EXERCISE DESCRIPTION - What is needed is an exact copy of all the records below.

━━━━━━━━━━━━━━━━

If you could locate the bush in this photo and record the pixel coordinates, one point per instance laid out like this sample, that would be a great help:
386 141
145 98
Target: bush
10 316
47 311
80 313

━━━━━━━━━━━━━━━━

ANSWER TO THIS EXERCISE -
If you could locate the bush in this photo and record the pixel coordinates, one point per instance laid out like this sample, that would be a great help:
386 141
145 98
Target: bush
10 316
47 311
80 313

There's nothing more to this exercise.